» Texte source

7.06 The Strategy


Quel bel épisode... Je me dis que la série pourrait presque se terminer sur ce plan final et j'en serais satisfait. Une drôle de famille, réunie autour d'un bon vieux plat américain dans un fast-food. On peut y voir une sorte d'hommage aux Sopranos de la part de Weiner ou tout simplement la conclusion parfaite à un épisode qui se recentre sur les relations entre des personnages en dérive depuis le début de saison. Et qui, tout comme l'exprime Don avec une belle vulnérabilité, sont toujours à la recherche d'un accomplissement et de quelqu'un pour les aimer. C'est ce qui les relie, ça et un instantané de l'Amérique à la fin des années soixante. Oui, cette image est parfaite et très touchante. Paisible comme la fin d'une époque. 

Mais avant que nos trois camarades en arrivent là, il faut les rendre suffisamment inconfortables pour qu'ils y trouvent du réconfort. Et pour la première fois depuis longtemps, on a le droit à un "Pete Campbell est un misérable et pathétique looser show", qui permet de voir à quel point le soleil de la Californie ne l'a pas changé. Oui, New York Pete est de retour et tout le monde en fais les frais : Peggy qui se prend toute sa condescendance en pleine tronche (et celle de Ted par la même occasion), sa nouvelle petite amie qu'il a du mal à voir comme autre chose qu'un trophée qu'on exhibe (et qui finira par le quitter) et Trudy, qui se rappelle aussitôt pourquoi elle a demandé le divorce (tiens, c'est la première fois que l'on voit Alison Brie post-Community et ça fait plaisir). Malgré tout, et parce qu'on a l'habitude désormais, on ne peut s'empêcher de suivre en souriant et avec un minimum d'attachement les mésaventures de Pete. Car à ce rythme là, son bronzage va vite disparaître et son sourire flamboyant du début de saison ne sera plus qu'un lointain souvenir. Même dans la scène finale, celle du répit, il trouvera le moyen de se ridiculiser. Et c'est comme ça que j'aime cette vieille enflure de Pete Campbell, merci de l'avoir remis sur le devant de la scène avant qu'il ne soit trop tard. 

De son côté, Don reçoit une visite de Megan et ça se passe plus sereinement que ses récentes visites à Los Angeles. Mais clairement, la magie a disparu. Ce n'est pas nouveau (je croyais même qu'ils avaient rompu déjà plusieurs fois) mais c'est de plus en plus triste à mesure que chacun d'entre eux nie l'évidence et refuse de s'avouer la vérité : il n'y a plus de véritable amour. Et la rupture est inévitable comme nous le rappelle la une que Don retrouve par hasard, avec le meurtre de Kennedy en une, publié à l'époque où son mariage avec Betty s'écroulait. Il faudrait que Joan vienne leur donner le courage nécessaire pour réaliser qu'il vaut mieux mourir seul que de faire le moindre compromis à ce sujet. Mais ce n'est pas très réaliste. Et c'est beaucoup plus simple d'élaborer une stratégie, ou plutôt une suite de stratégies, pour ne pas être seul et avoir de la reconnaissance, même si elle est condescendante ou hypocrite. Le calcul est bien plus naturelle que la pureté des sentiments.

Enregistrements issus d'une source de données:
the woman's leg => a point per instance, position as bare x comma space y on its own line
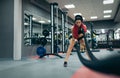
82, 45
72, 42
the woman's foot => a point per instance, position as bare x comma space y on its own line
65, 64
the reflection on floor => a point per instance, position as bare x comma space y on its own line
47, 67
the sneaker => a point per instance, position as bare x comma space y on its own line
65, 64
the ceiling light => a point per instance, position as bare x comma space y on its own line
93, 17
77, 14
107, 11
33, 18
107, 16
70, 6
42, 21
108, 1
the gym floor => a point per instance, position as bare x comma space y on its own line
47, 67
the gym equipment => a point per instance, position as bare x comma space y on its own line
110, 37
43, 41
57, 42
41, 51
109, 65
56, 49
54, 9
92, 39
45, 33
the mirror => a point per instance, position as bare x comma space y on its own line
33, 28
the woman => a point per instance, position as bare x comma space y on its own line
77, 35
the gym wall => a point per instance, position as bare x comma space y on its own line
6, 28
106, 24
28, 6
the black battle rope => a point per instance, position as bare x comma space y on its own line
109, 65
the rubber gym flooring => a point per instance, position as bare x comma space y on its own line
47, 67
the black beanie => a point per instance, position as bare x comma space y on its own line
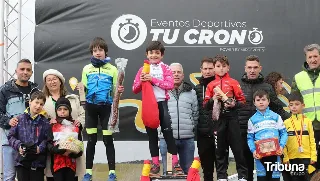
62, 101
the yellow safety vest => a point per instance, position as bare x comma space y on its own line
310, 94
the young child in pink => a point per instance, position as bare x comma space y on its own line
161, 78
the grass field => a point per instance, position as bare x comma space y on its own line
131, 172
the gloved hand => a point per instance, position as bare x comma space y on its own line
73, 155
56, 150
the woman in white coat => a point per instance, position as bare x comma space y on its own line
54, 88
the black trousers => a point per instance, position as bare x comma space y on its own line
268, 176
64, 174
228, 133
248, 155
26, 174
206, 150
165, 123
93, 114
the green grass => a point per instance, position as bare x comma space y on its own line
132, 172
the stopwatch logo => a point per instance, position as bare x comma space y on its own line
255, 37
128, 32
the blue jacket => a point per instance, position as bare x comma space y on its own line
263, 126
31, 130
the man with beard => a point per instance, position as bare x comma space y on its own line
205, 127
14, 99
250, 82
307, 82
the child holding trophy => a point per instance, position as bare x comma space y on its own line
67, 142
267, 137
224, 96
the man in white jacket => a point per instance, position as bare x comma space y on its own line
183, 109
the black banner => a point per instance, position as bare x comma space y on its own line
276, 31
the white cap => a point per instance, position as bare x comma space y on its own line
53, 72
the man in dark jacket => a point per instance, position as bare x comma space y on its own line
205, 138
14, 99
250, 82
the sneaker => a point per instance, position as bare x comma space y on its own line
155, 169
112, 177
177, 170
87, 177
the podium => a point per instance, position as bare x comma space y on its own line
169, 173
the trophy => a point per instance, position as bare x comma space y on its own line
225, 98
267, 147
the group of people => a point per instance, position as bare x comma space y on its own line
251, 113
33, 121
219, 112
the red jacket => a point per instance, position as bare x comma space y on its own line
228, 85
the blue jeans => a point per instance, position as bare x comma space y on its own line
185, 148
8, 156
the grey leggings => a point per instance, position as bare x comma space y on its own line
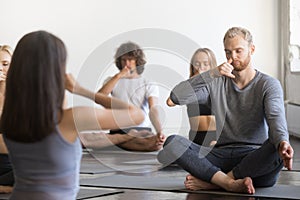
262, 165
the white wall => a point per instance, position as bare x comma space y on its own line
92, 26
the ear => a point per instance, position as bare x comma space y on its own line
252, 49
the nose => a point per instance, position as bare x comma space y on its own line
233, 55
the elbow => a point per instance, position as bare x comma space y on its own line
137, 116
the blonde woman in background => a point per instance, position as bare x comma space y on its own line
202, 122
6, 172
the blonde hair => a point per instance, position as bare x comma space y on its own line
234, 31
211, 58
6, 48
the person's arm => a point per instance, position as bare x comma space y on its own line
276, 120
195, 89
99, 98
118, 113
286, 152
2, 87
155, 116
109, 85
169, 102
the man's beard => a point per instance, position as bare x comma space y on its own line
240, 66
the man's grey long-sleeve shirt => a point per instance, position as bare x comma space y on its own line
245, 116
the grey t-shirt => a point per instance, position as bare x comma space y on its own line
247, 116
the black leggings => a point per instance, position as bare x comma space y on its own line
6, 171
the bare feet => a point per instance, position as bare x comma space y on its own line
5, 189
244, 185
193, 183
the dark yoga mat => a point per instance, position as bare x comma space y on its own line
83, 193
176, 184
275, 192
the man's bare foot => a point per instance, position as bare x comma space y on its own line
5, 189
193, 183
244, 185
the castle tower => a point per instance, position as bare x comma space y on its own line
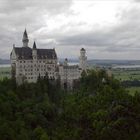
83, 59
66, 62
25, 39
34, 51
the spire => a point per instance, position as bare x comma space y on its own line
25, 39
34, 45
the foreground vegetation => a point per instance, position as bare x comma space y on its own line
96, 109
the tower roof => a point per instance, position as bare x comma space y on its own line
34, 45
25, 39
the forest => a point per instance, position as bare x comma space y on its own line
98, 108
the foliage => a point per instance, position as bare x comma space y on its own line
98, 109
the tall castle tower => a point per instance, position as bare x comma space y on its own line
83, 59
25, 39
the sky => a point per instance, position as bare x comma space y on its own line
107, 29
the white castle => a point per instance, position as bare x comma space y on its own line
28, 64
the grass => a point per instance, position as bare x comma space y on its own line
133, 90
124, 75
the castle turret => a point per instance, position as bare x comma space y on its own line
83, 59
25, 39
34, 51
66, 62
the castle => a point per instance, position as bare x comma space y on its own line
28, 64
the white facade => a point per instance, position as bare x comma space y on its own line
83, 59
30, 63
68, 74
33, 63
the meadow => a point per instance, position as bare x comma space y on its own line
128, 75
5, 72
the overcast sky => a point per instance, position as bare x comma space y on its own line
107, 29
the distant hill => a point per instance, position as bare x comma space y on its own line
4, 61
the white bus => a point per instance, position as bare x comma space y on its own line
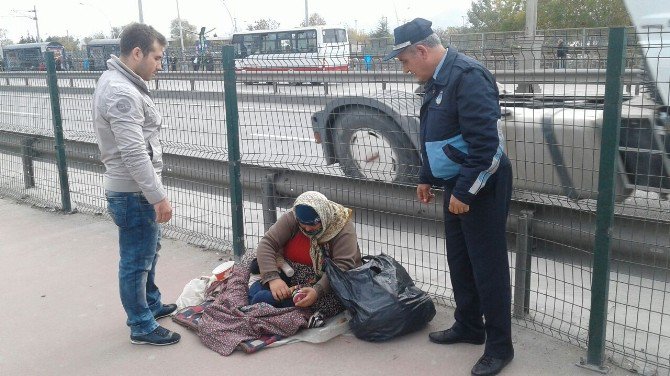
314, 48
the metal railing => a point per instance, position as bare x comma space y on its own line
555, 262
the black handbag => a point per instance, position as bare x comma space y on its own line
382, 298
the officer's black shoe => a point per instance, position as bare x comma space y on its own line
449, 336
488, 365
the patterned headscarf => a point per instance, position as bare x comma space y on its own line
333, 218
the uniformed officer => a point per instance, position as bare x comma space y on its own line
462, 151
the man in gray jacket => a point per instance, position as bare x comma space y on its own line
127, 126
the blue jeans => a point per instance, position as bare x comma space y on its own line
139, 242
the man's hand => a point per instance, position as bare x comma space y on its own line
457, 207
309, 299
424, 193
279, 288
163, 211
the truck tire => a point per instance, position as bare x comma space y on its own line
369, 145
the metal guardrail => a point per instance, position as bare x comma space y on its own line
634, 236
524, 78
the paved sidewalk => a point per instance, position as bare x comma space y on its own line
62, 316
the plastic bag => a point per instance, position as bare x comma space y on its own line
381, 297
193, 293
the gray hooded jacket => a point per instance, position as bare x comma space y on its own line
127, 125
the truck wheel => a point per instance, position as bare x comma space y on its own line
370, 145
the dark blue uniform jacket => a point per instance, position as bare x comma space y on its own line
462, 143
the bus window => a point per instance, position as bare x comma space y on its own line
269, 43
306, 41
285, 42
334, 36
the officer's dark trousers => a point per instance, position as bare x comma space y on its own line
479, 269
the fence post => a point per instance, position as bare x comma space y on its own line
605, 206
269, 201
523, 260
233, 130
52, 81
27, 154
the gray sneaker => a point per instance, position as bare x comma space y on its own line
159, 337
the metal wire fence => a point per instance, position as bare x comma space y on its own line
367, 122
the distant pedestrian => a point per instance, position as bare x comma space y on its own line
561, 53
462, 152
127, 125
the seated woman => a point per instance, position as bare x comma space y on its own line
314, 229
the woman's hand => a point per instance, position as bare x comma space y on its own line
309, 299
280, 290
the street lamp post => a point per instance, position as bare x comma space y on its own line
139, 7
181, 38
33, 17
37, 25
306, 13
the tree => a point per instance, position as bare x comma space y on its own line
314, 20
69, 42
263, 24
563, 14
497, 15
190, 32
510, 15
382, 30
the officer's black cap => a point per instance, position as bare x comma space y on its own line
406, 35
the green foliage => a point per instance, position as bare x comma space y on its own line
510, 15
189, 31
263, 24
315, 19
69, 42
563, 14
497, 15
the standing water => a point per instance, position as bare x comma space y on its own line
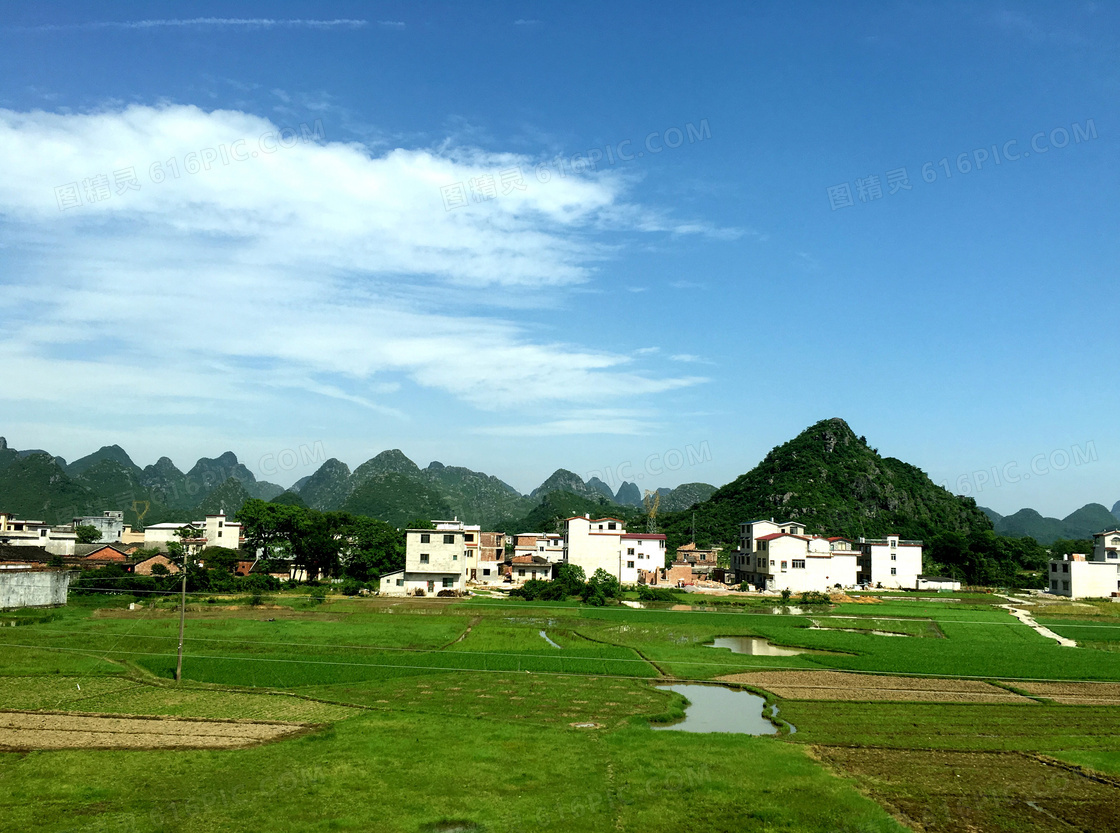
753, 645
716, 709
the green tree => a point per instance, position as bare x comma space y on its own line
605, 585
86, 533
570, 579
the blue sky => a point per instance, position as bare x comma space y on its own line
384, 233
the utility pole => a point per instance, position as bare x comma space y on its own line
183, 608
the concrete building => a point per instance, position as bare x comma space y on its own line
212, 531
1095, 576
16, 532
31, 586
782, 557
548, 546
526, 568
889, 562
435, 560
603, 543
938, 582
491, 555
110, 524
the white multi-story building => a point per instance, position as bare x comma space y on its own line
212, 531
548, 546
17, 532
1095, 576
435, 560
110, 524
783, 557
889, 562
603, 543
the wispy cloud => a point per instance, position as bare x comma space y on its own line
320, 267
210, 21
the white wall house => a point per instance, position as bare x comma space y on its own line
435, 560
18, 532
212, 531
109, 523
780, 555
1095, 576
604, 543
890, 562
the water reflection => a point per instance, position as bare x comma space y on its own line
716, 709
753, 645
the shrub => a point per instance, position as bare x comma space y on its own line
813, 597
655, 593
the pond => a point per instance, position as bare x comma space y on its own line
716, 709
754, 646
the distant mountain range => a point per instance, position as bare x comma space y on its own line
832, 481
389, 486
1081, 524
827, 477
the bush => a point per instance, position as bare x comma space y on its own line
593, 596
606, 585
655, 593
351, 587
813, 597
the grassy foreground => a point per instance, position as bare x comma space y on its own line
441, 715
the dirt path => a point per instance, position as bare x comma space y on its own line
20, 730
1029, 621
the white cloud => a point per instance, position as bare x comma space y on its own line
317, 265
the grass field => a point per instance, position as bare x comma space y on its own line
498, 715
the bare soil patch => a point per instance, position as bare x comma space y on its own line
65, 730
983, 792
842, 685
1075, 693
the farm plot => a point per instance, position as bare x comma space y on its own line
941, 792
63, 730
1075, 693
840, 685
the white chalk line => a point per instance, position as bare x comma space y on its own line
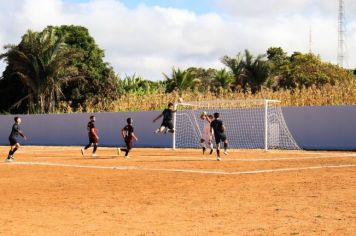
190, 158
126, 168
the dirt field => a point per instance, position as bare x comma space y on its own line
55, 191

» Consigne de l'exercice
Mets à jour tout le passage de la critique qui va de « 7.06 The Strategy » jusqu'à « fin d'une époque. », en remplaçant « fast-food » par « restaurant ».

» Résultat ci-dessous
7.06 The Strategy


Quel bel épisode... Je me dis que la série pourrait presque se terminer sur ce plan final et j'en serais satisfait. Une drôle de famille, réunie autour d'un bon vieux plat américain dans un restaurant. On peut y voir une sorte d'hommage aux Sopranos de la part de Weiner ou tout simplement la conclusion parfaite à un épisode qui se recentre sur les relations entre des personnages en dérive depuis le début de saison. Et qui, tout comme l'exprime Don avec une belle vulnérabilité, sont toujours à la recherche d'un accomplissement et de quelqu'un pour les aimer. C'est ce qui les relie, ça et un instantané de l'Amérique à la fin des années soixante. Oui, cette image est parfaite et très touchante. Paisible comme la fin d'une époque.